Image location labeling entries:
****************

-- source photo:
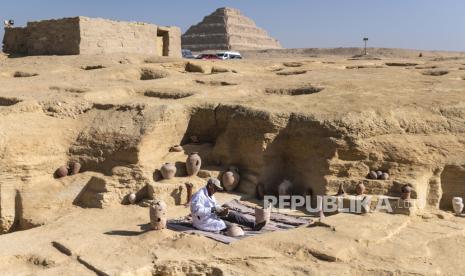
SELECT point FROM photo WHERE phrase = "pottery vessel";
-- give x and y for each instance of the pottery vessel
(384, 176)
(235, 231)
(360, 189)
(373, 175)
(260, 191)
(168, 170)
(262, 214)
(132, 198)
(406, 191)
(74, 168)
(457, 204)
(285, 188)
(193, 164)
(61, 172)
(230, 179)
(158, 215)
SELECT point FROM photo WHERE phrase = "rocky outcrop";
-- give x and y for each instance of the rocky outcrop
(227, 29)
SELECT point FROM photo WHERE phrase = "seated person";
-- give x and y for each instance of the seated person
(206, 213)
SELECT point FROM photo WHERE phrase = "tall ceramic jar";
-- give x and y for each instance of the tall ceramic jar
(168, 170)
(360, 189)
(193, 163)
(457, 204)
(158, 216)
(231, 179)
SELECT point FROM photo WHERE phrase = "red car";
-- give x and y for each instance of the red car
(207, 56)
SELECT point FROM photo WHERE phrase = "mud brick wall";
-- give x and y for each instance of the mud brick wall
(101, 36)
(53, 37)
(83, 35)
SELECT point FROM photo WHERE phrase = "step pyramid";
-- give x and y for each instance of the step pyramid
(227, 29)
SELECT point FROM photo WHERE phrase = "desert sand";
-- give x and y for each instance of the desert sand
(317, 117)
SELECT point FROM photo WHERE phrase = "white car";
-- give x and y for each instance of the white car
(229, 55)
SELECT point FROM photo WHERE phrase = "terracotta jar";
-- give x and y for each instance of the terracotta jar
(234, 231)
(132, 198)
(193, 164)
(168, 170)
(260, 190)
(360, 189)
(285, 188)
(373, 175)
(61, 172)
(74, 168)
(384, 176)
(158, 215)
(406, 191)
(457, 204)
(231, 179)
(262, 214)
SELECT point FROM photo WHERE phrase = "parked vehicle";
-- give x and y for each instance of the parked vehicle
(207, 56)
(186, 53)
(229, 55)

****************

Task description:
Report how many lines of the listing contain the word "white", with letter case taken into account. State only the number.

Result of the task:
2